Thursday

A Sister For Katie

Growing up is tough, we’ll all agree to that. For some it’s tougher than others. Without getting to heavy, or calling out the little violins to soon. I will just say growing up for me was in deed tough.  I grew up far too fast and skipped over the “being a kid” part completely. 

I was raised in a very strict household. Children were to be seen and not heard, etc. Only A’s were allowed and extracurricular activities had to be academically valued. Being the eldest I carried a lot of responsibilities (along with stress) and actually developed my first ulcer at a very early age (another story perhaps for another day). My younger brother is several years my junior and we lacked that wonderful sibling connection so many share growing up. No matter how hard I tried over the years we never connected. We are two people, so very different from one another. Every time I have extended my love and support it has always been rejected (do I hear violins yet?)

Position annotation records
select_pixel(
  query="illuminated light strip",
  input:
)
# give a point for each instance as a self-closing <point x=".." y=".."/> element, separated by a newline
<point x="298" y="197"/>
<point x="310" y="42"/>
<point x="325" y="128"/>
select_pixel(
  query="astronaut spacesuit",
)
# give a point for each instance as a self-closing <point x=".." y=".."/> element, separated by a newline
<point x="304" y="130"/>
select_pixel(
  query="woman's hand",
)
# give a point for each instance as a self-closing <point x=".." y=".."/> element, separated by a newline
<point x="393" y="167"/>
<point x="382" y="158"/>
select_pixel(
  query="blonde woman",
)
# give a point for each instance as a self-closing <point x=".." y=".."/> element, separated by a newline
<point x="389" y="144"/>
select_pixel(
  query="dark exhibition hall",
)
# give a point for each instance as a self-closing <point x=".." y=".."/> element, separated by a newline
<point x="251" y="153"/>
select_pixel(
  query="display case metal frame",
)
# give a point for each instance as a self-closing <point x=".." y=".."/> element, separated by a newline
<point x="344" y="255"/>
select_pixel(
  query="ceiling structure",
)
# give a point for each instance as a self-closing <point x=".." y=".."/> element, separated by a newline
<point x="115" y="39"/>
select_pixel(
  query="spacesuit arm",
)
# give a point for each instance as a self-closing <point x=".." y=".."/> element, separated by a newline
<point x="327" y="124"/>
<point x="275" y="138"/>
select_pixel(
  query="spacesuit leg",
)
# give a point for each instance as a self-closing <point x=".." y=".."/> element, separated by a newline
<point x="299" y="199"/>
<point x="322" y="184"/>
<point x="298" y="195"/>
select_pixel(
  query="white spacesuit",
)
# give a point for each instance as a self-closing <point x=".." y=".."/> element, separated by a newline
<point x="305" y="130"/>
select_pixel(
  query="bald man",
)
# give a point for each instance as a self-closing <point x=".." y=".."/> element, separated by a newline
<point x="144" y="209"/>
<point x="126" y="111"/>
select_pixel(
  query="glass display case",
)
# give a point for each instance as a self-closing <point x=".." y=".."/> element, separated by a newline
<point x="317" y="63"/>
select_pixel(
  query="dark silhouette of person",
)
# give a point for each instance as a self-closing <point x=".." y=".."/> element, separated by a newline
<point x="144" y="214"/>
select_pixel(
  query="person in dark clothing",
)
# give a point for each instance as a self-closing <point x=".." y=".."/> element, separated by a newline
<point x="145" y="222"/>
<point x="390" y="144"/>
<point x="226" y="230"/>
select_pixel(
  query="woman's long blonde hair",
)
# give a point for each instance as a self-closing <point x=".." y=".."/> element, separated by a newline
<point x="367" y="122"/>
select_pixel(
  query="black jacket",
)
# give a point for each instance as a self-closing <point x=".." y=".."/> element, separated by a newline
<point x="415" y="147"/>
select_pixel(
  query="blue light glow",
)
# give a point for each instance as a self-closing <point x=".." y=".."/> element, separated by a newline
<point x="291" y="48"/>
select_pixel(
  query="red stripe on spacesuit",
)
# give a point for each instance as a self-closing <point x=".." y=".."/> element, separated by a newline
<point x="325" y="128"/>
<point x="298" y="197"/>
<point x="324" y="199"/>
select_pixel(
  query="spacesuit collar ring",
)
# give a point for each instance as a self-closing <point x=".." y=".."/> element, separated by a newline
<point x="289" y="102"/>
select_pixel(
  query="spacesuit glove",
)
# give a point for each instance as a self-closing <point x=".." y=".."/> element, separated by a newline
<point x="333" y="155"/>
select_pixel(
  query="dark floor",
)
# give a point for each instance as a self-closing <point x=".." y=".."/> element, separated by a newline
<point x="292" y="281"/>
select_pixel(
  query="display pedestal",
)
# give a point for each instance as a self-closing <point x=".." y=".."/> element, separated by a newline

TASK REQUIREMENTS >>
**1)** Answer these questions using the blog post above the rows:
(a) What part of growing up does the writer say was skipped completely?
(b) Which grades were allowed in the writer's household?
(c) What health problem did the writer develop at a very early age?
**2)** Duplicate the blog post shown above the rows, taking everything from "I was raised" down to "hear violins yet?)".
**3)** Turn the blog post paragraph that opens "I was raised in a very strict household" into a short bulleted list that keeps its main facts.

RESPONSES >>
**1)**
(a) The "being a kid" part.
(b) Only A's.
(c) An ulcer, the writer's first.

**2)**
I was raised in a very strict household. Children were to be seen and not heard, etc. Only A’s were allowed and extracurricular activities had to be academically valued. Being the eldest I carried a lot of responsibilities (along with stress) and actually developed my first ulcer at a very early age (another story perhaps for another day). My younger brother is several years my junior and we lacked that wonderful sibling connection so many share growing up. No matter how hard I tried over the years we never connected. We are two people, so very different from one another. Every time I have extended my love and support it has always been rejected (do I hear violins yet?)

**3)**
- I was raised in a very strict household where children were to be seen and not heard.
- Only A's were allowed, and extracurricular activities had to be academically valued.
- As the eldest, I carried many responsibilities and much stress and developed my first ulcer very young.
- My younger brother is several years my junior, and we never had a close sibling connection despite my efforts.
- We are very different people, and he has always rejected my love and support.